» **TO DO**:
Every entry below is to be copied exactly, with nothing omitted.

» **GIVEN RECORDS**:
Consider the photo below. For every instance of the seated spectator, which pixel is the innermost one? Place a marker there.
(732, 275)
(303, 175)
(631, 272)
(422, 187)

» **ANSWER AREA**:
Consider the photo below. For every instance of the seated spectator, which pixel is the innermost one? Place a marker there.
(732, 275)
(303, 175)
(631, 272)
(422, 187)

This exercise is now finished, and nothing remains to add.